START DATA

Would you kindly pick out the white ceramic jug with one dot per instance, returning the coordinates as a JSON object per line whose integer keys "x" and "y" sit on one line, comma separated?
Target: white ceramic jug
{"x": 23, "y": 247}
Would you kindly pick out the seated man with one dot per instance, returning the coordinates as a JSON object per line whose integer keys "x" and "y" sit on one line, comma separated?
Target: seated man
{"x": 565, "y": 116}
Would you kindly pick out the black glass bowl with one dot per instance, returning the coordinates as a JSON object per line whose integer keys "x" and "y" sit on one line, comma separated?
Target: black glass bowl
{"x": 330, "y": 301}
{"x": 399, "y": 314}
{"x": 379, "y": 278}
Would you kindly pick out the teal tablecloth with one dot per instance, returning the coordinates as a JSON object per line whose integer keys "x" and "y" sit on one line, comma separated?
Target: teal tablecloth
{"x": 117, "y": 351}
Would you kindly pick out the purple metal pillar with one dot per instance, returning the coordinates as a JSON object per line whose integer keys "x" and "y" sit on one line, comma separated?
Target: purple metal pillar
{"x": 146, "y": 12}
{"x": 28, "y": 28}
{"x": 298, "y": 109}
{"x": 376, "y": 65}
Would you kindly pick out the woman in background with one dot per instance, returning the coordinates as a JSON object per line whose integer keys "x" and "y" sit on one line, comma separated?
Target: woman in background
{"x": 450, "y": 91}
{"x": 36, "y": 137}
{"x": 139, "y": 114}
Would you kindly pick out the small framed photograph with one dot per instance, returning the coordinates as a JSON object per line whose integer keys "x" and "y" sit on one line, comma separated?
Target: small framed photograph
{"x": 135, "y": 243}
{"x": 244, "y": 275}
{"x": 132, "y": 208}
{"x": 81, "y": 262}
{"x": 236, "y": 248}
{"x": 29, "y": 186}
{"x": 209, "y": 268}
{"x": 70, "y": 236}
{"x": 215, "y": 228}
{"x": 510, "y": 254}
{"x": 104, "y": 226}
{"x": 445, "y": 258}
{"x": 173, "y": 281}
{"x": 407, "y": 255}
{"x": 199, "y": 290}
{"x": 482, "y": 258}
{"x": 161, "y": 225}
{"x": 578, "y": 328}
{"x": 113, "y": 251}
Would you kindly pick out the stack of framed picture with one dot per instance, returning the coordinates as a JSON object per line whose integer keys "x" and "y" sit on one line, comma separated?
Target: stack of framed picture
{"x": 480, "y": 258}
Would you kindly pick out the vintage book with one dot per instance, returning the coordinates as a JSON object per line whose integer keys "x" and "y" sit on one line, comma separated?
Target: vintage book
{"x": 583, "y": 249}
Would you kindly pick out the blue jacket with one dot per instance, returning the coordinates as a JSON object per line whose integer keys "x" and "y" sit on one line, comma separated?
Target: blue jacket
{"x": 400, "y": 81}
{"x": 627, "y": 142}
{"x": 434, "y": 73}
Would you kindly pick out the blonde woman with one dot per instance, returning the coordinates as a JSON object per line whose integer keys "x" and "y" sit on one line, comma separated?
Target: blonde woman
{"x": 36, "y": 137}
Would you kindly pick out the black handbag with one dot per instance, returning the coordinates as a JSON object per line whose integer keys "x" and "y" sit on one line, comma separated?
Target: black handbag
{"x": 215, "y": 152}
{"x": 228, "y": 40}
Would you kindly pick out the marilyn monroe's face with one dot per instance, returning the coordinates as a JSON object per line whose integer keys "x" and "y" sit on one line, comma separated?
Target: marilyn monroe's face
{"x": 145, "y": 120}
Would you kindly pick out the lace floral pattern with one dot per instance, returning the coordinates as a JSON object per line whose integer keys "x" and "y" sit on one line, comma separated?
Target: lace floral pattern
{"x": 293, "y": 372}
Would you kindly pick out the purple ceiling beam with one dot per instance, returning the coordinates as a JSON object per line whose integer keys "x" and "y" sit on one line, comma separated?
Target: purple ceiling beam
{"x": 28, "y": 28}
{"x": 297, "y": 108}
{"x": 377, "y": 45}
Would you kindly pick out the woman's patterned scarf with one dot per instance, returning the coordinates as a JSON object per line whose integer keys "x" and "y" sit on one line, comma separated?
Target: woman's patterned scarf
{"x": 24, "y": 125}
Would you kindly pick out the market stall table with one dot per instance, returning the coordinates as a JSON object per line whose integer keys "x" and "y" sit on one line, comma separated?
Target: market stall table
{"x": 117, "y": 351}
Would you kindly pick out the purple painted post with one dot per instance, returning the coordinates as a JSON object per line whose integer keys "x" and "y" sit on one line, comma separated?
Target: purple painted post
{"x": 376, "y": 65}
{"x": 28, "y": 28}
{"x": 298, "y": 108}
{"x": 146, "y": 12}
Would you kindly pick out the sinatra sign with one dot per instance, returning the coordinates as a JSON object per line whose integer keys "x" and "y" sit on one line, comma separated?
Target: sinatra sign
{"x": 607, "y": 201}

END DATA

● **TASK REQUIREMENTS**
Restate the records above verbatim, omitting no line.

● **RESPONSE TO THE TASK**
Would you kindly pick out the white ceramic jug with one dot per instance, returning the coordinates as a JSON object per line whose integer keys "x" and "y" sit on one line, comma separated?
Target: white ceramic jug
{"x": 23, "y": 247}
Would you kindly pick out the seated man with one dot per instance, returning the coordinates as a JSON object per line whose integer keys "x" and "y" sit on one line, comma separated?
Target: seated man
{"x": 565, "y": 116}
Would you kindly pick out the black glass bowl with one dot per instance, returning the coordinates as a JSON object per line whose integer keys "x" and "y" sit on one line, comma separated?
Target: black glass bowl
{"x": 330, "y": 301}
{"x": 399, "y": 314}
{"x": 379, "y": 278}
Would you kindly pick out the teal tablecloth with one dot per instance, returning the coordinates as a JSON object per line whose integer keys "x" and "y" sit on one line, comma separated?
Target: teal tablecloth
{"x": 117, "y": 351}
Would you kindly pick out the purple metal pillar with one dot per instance, returning the coordinates as a JSON object per line whose integer keys "x" and "y" sit on one line, comma separated?
Target: purple metal pillar
{"x": 146, "y": 12}
{"x": 28, "y": 28}
{"x": 298, "y": 109}
{"x": 376, "y": 65}
Would you kindly pick out the woman in background with one dot per instance, returning the coordinates as a JSON object per line whose integer keys "x" and "y" sit on one line, comma separated?
Target: woman in background
{"x": 450, "y": 91}
{"x": 36, "y": 137}
{"x": 139, "y": 114}
Would you kindly pick out the small framed photograph with one dot per instance, returning the coordinates as a JSON object per line whose integer keys "x" and "y" sit on one line, comma separated?
Target: small framed photograph
{"x": 135, "y": 243}
{"x": 244, "y": 275}
{"x": 132, "y": 208}
{"x": 81, "y": 262}
{"x": 236, "y": 248}
{"x": 29, "y": 186}
{"x": 209, "y": 268}
{"x": 70, "y": 236}
{"x": 215, "y": 228}
{"x": 510, "y": 254}
{"x": 104, "y": 226}
{"x": 445, "y": 258}
{"x": 173, "y": 281}
{"x": 407, "y": 255}
{"x": 199, "y": 290}
{"x": 482, "y": 258}
{"x": 161, "y": 225}
{"x": 578, "y": 328}
{"x": 113, "y": 251}
Would you kindly pick out the stack of framed picture with one dot per instance, returning the coordinates as a JSON object per line whose integer keys "x" and "y" sit on one line, comma separated?
Target: stack of framed picture
{"x": 480, "y": 258}
Would you kindly pick out the vintage book with one dot per instance, returning the coordinates as a JSON object per line whose integer keys "x" and "y" sit on one line, comma separated?
Target: vintage book
{"x": 583, "y": 249}
Would you kindly pick out the blue jacket with one dot per instance, returning the coordinates as a JSON object per line whose integer keys "x" and "y" sit on one line, comma separated?
Target: blue jacket
{"x": 400, "y": 81}
{"x": 627, "y": 142}
{"x": 434, "y": 73}
Would you kindly pick out the blonde woman with one dot per instance, returning the coordinates as a JSON object per line whose integer keys "x" and "y" sit on one line, comma separated?
Target: blonde woman
{"x": 36, "y": 137}
Would you kindly pick out the black handbag with one dot per instance, returning the coordinates as a JSON object per line whose integer keys "x" and "y" sit on one line, comma separated?
Target: black handbag
{"x": 215, "y": 152}
{"x": 228, "y": 40}
Would you kindly pick out the marilyn monroe's face with one dot per instance, returning the coordinates as a JSON object per line whose integer keys "x" and "y" sit on one line, comma separated?
Target: marilyn monroe's face
{"x": 145, "y": 120}
Would you kindly pick out the lace floral pattern with one dot per instance, returning the coordinates as a JSON object per line whose integer keys "x" and "y" sit on one line, comma separated?
Target: lace floral pattern
{"x": 293, "y": 372}
Would you kindly pick out the purple ceiling beam with one dot per instance, returning the coordinates as a JSON object per line whose integer keys "x" and "y" sit on one line, comma separated?
Target: purple ceiling beam
{"x": 28, "y": 28}
{"x": 297, "y": 108}
{"x": 377, "y": 45}
Would you kindly pick out the woman's patterned scarf with one dot per instance, returning the coordinates as a JSON object per line whose integer keys "x" and "y" sit on one line, comma separated?
Target: woman's patterned scarf
{"x": 24, "y": 125}
Would you kindly pick out the market stall table with one dot per instance, returning the coordinates as a JSON object per line whose integer keys "x" and "y" sit on one line, comma separated?
Target: market stall table
{"x": 117, "y": 351}
Would you kindly pick out the purple painted post with one dot per instance, returning the coordinates as a JSON object per line whose integer keys "x" and "y" sit on one line, comma separated?
Target: purple painted post
{"x": 376, "y": 65}
{"x": 28, "y": 28}
{"x": 298, "y": 108}
{"x": 146, "y": 12}
Would you kindly pick out the sinatra sign with one dot per instance, returning the coordinates as a JSON object per line whose integer keys "x" and "y" sit on one line, comma separated?
Target: sinatra sign
{"x": 607, "y": 201}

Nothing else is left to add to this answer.